Come sempre è attenta a quanto succede sulla scena artistica
internazionale, visitando Musei e Gallerie d’arte.
L’interesse per la scultura l’avvicina alla Versilia e in particolare a
Pietrasanta, capitale mondiale della scultura. Primi soggiorni, il
lavoro prima in una casa-atelier, quindi la sistemazione in una casa
sulla collina, con vista sul lago di Massaciuccoli (Lucca) e sul mare.
Seguono anni di intenso, appassionato lavoro nei quali alla scultura
affianca la passione per la lettura e la scrittura, tanto che dal 1998
al 2003 pubblica tre romanzi. “Anche questa pur bella esperienza mi
conferma che il mio principale interesse è per l’arte, la scultura in
particolare”. Mentre modella le sue sculture riprende tra le sue letture
“Il Piccolo Principe” di Antoine de Saint-Exupéry. Una folgorazione.

#####

▶ **Esercizi da svolgere**
A) Rispondi a queste domande sul brano del documento:
(i) Quale località viene definita capitale mondiale della scultura?
(ii) In quale arco di anni vengono pubblicati i tre romanzi?
(iii) Quale libro torna tra le letture mentre vengono modellate le sculture?
B) Elenca tutti i nomi propri di luogo che compaiono nel brano del documento.
C) Trascrivi dal brano del documento il passaggio che inizia con "Come sempre è" e prosegue fino a "Saint-Exupéry. Una folgorazione.".

▶ **Record grezzi**
#####

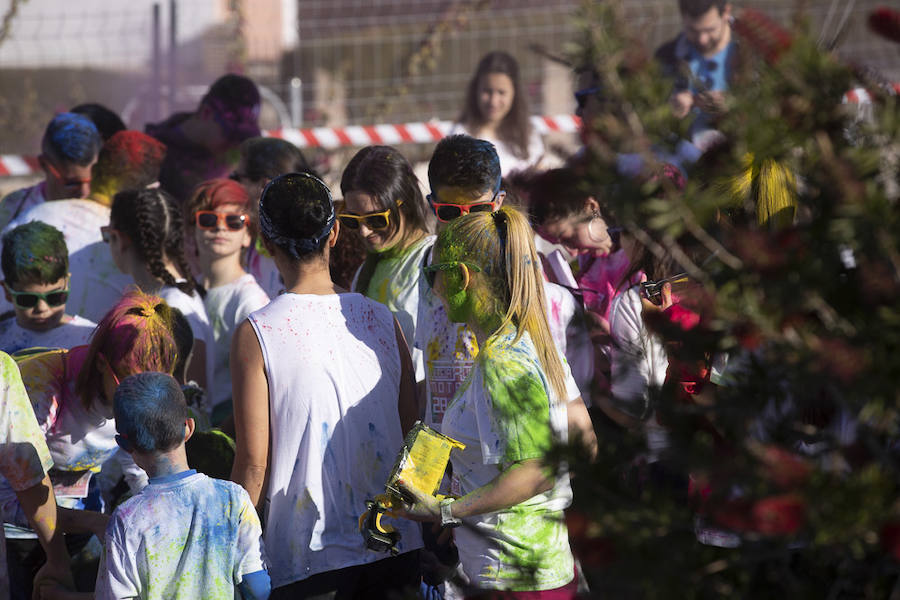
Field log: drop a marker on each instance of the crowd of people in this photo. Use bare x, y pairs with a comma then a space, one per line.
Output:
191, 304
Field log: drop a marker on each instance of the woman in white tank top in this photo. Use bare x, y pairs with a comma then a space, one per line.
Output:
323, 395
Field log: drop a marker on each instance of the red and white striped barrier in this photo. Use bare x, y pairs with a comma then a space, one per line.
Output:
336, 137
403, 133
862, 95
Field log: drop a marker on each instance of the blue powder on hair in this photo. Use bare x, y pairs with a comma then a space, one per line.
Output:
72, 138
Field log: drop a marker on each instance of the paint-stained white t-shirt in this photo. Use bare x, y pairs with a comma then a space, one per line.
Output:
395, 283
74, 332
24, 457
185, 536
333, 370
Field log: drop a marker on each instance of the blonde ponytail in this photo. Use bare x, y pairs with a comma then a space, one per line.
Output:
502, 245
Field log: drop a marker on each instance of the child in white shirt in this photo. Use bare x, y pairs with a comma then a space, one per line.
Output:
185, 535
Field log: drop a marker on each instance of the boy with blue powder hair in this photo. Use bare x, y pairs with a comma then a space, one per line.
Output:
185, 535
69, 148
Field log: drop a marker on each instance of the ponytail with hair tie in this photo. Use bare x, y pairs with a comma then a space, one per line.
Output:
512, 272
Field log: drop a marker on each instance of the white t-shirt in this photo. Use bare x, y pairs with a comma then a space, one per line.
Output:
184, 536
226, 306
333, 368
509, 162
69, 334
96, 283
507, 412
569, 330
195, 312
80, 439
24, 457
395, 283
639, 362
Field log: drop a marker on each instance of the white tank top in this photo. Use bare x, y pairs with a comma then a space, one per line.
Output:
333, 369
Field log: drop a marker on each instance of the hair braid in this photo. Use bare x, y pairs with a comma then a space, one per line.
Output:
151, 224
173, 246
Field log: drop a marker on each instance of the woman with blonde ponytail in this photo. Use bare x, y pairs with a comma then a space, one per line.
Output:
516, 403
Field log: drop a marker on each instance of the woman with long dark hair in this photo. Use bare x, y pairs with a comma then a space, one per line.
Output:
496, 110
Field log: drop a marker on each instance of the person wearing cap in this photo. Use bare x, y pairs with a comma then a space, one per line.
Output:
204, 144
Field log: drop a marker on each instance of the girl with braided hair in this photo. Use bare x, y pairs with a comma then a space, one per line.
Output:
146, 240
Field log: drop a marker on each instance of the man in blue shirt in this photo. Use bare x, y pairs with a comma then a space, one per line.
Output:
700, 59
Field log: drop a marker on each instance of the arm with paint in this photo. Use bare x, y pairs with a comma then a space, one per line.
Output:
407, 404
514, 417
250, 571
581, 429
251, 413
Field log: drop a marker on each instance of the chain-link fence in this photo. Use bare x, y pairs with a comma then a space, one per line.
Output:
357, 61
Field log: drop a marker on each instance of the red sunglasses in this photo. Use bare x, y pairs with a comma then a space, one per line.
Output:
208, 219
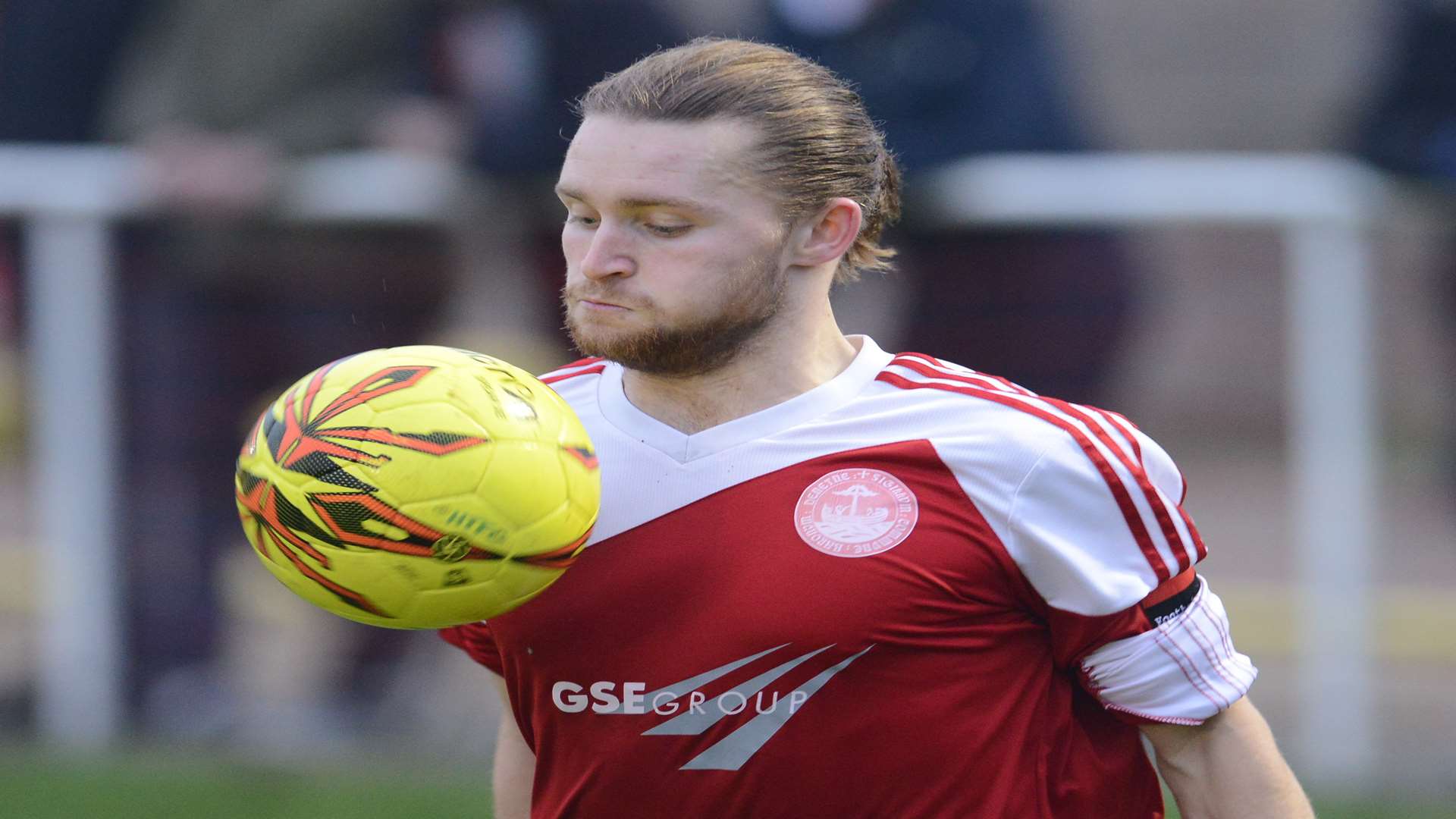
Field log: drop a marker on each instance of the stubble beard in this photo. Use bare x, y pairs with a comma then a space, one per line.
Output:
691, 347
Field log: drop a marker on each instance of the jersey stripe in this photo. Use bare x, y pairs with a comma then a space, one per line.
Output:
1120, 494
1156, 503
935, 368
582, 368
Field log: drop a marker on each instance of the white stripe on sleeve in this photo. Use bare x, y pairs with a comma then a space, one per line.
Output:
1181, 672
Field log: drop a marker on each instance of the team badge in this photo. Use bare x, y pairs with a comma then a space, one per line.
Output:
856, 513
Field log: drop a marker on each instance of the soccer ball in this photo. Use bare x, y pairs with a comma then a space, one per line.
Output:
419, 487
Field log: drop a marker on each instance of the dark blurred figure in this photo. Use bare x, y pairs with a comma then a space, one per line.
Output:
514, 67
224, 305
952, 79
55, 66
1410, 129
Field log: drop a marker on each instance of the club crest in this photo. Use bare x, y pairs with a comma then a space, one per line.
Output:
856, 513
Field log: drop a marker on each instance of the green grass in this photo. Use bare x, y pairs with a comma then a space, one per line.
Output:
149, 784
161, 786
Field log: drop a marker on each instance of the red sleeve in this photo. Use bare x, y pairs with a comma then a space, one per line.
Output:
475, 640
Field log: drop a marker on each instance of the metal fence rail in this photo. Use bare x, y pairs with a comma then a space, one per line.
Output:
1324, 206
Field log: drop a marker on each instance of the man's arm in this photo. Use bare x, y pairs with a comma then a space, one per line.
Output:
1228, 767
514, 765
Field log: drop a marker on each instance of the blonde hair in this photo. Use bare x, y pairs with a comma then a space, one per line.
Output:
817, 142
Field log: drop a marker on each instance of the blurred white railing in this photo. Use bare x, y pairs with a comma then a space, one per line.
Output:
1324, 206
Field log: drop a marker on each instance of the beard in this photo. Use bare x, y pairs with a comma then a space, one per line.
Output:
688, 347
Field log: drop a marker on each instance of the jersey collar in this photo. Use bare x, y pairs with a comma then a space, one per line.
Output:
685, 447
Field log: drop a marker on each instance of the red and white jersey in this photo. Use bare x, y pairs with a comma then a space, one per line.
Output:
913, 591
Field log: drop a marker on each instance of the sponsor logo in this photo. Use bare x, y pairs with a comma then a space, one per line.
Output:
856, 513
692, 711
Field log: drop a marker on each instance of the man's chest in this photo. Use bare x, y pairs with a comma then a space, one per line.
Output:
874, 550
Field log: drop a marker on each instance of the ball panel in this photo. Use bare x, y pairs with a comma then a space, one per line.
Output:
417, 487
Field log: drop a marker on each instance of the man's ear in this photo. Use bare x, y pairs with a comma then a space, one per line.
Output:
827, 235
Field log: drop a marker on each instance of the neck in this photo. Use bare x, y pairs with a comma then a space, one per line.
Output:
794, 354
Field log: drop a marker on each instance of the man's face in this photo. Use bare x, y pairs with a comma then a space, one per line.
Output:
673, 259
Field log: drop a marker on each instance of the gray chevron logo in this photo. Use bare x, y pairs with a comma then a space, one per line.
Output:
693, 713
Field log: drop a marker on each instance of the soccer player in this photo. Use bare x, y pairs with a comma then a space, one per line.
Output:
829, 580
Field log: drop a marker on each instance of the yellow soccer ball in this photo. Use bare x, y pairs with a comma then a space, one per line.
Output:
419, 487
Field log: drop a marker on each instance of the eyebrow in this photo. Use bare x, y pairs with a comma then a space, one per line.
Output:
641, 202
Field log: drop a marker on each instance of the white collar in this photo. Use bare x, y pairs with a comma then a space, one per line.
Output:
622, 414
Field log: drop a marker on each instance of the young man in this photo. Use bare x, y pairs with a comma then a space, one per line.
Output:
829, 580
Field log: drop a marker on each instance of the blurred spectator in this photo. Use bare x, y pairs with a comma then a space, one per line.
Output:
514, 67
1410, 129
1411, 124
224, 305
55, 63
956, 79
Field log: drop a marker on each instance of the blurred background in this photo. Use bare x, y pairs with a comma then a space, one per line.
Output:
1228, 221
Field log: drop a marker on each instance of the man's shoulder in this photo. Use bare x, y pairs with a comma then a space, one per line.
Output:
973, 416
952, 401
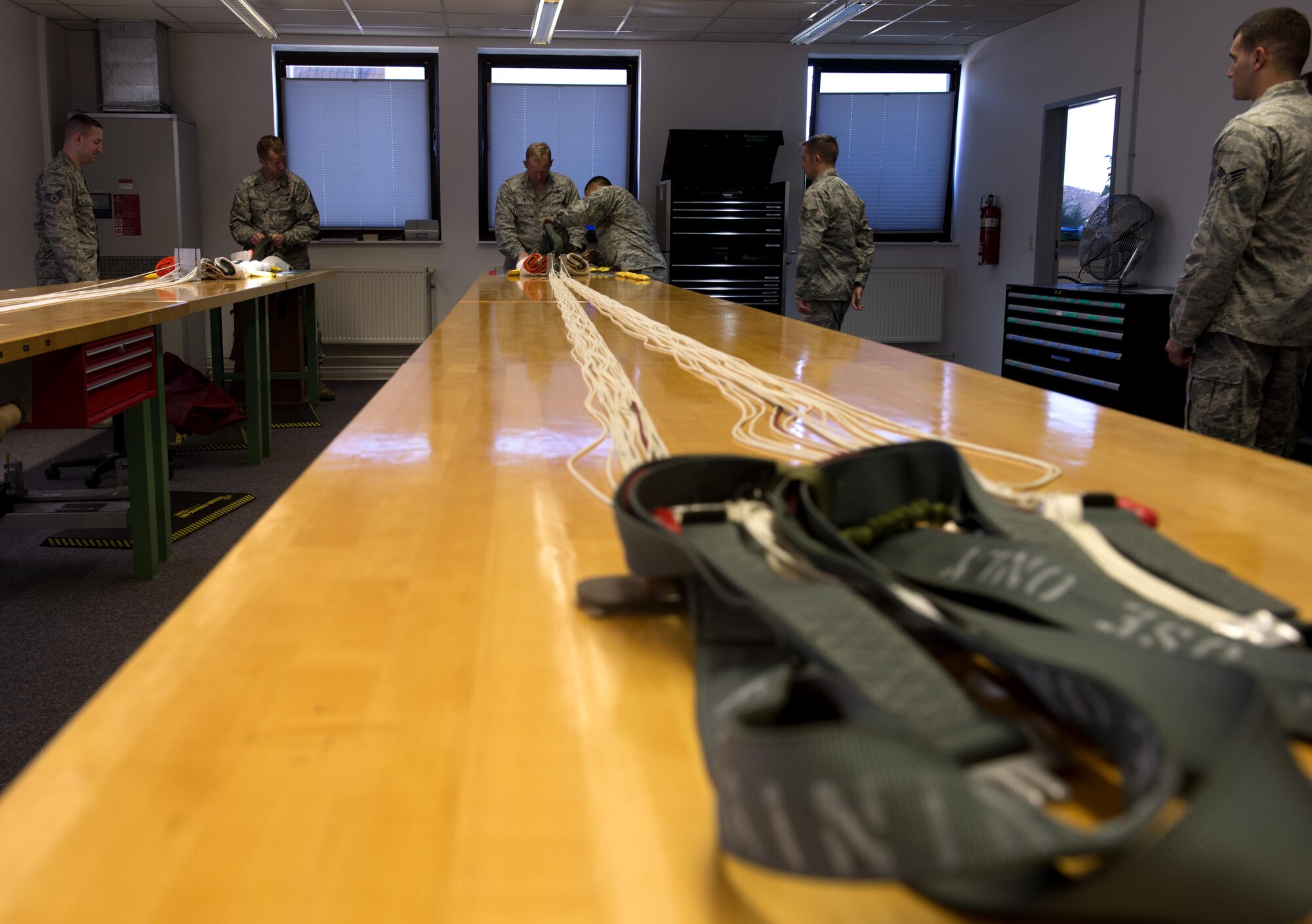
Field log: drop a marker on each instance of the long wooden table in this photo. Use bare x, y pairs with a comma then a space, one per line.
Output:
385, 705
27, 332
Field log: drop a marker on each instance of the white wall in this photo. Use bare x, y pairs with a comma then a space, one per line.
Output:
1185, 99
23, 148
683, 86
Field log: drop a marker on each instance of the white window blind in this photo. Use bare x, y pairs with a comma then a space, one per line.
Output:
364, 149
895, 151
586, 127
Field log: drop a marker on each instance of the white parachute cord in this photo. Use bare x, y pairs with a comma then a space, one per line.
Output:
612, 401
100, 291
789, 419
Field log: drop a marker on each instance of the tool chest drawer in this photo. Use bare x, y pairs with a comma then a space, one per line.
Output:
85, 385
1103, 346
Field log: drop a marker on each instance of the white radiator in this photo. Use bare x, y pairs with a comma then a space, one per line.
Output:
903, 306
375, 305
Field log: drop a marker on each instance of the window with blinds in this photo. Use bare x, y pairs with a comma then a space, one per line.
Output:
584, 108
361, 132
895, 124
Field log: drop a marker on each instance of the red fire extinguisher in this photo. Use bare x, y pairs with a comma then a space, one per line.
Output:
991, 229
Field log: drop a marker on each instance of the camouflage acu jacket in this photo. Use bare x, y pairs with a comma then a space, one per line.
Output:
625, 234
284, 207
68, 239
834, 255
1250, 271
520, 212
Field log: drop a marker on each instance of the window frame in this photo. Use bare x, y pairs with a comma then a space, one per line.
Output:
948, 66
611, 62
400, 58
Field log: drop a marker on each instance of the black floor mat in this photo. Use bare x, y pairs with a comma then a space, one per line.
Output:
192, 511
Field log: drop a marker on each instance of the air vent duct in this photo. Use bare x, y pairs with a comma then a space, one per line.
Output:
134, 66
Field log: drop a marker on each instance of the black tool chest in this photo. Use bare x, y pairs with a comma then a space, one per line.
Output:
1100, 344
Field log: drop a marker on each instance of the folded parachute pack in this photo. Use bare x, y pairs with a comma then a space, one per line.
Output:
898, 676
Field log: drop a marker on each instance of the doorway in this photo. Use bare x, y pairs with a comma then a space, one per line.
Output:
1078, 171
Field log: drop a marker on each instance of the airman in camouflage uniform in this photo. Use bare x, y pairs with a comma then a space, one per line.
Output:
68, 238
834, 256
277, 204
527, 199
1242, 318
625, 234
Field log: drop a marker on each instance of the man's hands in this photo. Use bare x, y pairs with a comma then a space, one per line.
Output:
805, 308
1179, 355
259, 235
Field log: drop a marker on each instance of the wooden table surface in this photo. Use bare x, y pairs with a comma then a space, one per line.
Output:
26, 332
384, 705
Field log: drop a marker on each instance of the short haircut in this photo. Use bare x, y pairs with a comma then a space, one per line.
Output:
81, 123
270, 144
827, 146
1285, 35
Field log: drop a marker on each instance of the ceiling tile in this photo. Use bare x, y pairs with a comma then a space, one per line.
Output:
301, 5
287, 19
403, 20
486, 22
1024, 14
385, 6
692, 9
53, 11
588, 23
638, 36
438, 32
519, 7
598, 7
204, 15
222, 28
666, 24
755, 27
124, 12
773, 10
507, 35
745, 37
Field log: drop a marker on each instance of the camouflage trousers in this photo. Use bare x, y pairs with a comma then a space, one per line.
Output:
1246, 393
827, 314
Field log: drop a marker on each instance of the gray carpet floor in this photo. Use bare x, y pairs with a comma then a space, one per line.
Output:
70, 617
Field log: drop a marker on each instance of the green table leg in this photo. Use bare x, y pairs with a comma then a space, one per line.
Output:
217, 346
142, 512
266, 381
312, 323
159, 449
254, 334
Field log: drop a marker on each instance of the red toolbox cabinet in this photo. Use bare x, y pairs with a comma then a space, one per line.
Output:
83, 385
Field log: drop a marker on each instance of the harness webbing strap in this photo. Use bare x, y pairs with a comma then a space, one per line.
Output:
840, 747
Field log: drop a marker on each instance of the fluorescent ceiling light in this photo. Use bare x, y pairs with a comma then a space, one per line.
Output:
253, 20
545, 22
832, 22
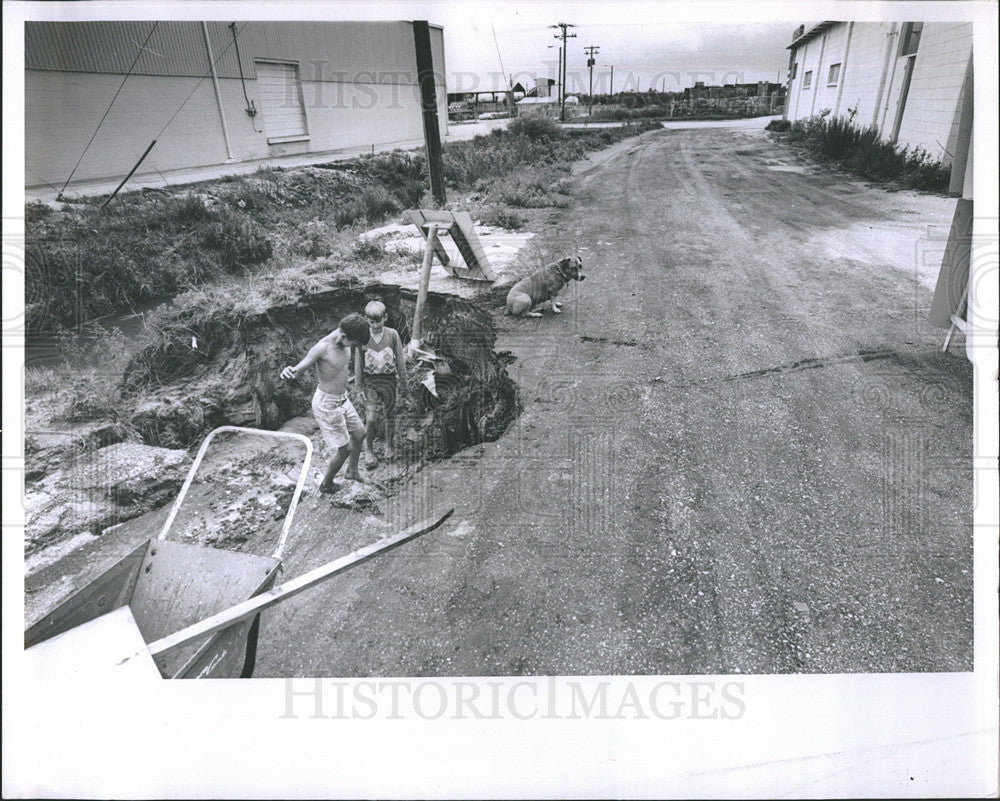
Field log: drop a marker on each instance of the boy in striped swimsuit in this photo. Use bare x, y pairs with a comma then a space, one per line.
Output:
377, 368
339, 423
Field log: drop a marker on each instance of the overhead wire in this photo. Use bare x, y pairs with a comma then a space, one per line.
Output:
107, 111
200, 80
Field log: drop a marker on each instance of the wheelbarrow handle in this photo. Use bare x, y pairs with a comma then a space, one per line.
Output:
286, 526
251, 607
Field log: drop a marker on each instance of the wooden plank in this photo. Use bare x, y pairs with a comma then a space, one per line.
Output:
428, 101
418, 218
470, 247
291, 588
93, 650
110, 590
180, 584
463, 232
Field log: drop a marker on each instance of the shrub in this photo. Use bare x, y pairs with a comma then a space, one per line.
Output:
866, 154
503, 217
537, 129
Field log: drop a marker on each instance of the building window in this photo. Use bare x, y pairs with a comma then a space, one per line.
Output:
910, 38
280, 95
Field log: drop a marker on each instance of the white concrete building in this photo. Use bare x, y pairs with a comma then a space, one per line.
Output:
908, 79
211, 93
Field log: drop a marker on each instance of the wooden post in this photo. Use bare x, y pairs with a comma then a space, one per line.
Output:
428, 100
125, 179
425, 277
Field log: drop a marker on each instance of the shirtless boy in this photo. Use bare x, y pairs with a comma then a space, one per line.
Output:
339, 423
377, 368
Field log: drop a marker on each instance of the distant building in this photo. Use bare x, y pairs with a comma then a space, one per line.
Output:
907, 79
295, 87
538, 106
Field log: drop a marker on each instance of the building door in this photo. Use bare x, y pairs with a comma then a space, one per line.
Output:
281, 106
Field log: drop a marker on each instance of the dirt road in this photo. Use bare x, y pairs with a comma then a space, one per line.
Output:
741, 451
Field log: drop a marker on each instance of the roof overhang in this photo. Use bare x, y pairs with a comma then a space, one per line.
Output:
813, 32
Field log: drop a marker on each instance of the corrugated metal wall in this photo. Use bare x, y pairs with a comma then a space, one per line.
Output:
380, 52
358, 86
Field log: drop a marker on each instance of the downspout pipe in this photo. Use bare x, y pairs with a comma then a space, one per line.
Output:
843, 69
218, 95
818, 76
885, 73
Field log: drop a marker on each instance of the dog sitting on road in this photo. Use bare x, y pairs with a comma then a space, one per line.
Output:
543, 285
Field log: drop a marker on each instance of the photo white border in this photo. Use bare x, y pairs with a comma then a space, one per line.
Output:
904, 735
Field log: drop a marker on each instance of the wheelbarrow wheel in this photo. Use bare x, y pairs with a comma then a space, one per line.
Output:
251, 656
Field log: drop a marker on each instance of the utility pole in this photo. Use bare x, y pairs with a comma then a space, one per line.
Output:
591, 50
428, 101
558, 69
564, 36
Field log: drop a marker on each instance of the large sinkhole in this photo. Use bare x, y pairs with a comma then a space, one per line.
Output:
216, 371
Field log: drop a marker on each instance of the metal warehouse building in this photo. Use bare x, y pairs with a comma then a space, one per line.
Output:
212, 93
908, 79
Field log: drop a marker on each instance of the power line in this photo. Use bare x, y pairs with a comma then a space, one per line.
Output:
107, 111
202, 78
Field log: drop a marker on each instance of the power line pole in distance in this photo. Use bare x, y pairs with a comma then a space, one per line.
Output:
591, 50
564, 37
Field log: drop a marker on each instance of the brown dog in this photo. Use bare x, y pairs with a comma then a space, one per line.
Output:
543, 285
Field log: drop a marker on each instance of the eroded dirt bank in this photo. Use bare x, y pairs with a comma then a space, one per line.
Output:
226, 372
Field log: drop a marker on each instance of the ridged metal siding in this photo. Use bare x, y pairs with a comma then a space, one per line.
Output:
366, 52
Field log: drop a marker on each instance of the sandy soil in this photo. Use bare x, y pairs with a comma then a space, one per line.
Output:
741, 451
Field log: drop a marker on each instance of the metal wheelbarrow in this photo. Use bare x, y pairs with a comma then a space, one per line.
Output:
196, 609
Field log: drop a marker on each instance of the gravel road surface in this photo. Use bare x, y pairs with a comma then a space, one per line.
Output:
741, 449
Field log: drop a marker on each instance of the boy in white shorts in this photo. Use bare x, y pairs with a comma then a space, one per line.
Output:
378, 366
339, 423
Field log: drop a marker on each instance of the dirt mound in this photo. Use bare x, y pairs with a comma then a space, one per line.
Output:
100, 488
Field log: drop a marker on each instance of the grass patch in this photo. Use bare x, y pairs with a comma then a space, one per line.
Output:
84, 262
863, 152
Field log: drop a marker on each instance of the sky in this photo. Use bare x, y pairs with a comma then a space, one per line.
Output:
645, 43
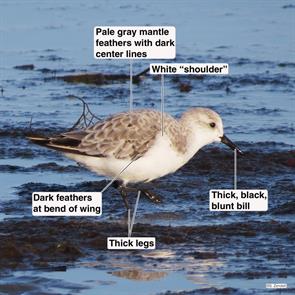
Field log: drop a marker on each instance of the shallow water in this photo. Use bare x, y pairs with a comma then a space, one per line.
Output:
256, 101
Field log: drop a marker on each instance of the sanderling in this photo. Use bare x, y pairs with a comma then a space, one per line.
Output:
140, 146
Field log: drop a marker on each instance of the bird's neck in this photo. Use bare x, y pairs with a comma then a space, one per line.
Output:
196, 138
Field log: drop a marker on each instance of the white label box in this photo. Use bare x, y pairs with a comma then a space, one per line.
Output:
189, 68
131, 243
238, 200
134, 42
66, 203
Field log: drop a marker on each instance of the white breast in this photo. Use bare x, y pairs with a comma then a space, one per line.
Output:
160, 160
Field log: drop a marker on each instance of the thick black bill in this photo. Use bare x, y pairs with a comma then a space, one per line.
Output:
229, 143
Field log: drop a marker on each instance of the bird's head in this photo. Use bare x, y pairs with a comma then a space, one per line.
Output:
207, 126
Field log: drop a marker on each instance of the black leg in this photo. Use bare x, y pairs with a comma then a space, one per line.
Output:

#####

▶ **Soluzioni**
A)
(i) Pietrasanta.
(ii) Dal 1998 al 2003.
(iii) "Il Piccolo Principe" di Antoine de Saint-Exupéry.

B) Versilia; Pietrasanta; lago di Massaciuccoli; Lucca.

C)
Come sempre è attenta a quanto succede sulla scena artistica
internazionale, visitando Musei e Gallerie d’arte.
L’interesse per la scultura l’avvicina alla Versilia e in particolare a
Pietrasanta, capitale mondiale della scultura. Primi soggiorni, il
lavoro prima in una casa-atelier, quindi la sistemazione in una casa
sulla collina, con vista sul lago di Massaciuccoli (Lucca) e sul mare.
Seguono anni di intenso, appassionato lavoro nei quali alla scultura
affianca la passione per la lettura e la scrittura, tanto che dal 1998
al 2003 pubblica tre romanzi. “Anche questa pur bella esperienza mi
conferma che il mio principale interesse è per l’arte, la scultura in
particolare”. Mentre modella le sue sculture riprende tra le sue letture
“Il Piccolo Principe” di Antoine de Saint-Exupéry. Una folgorazione.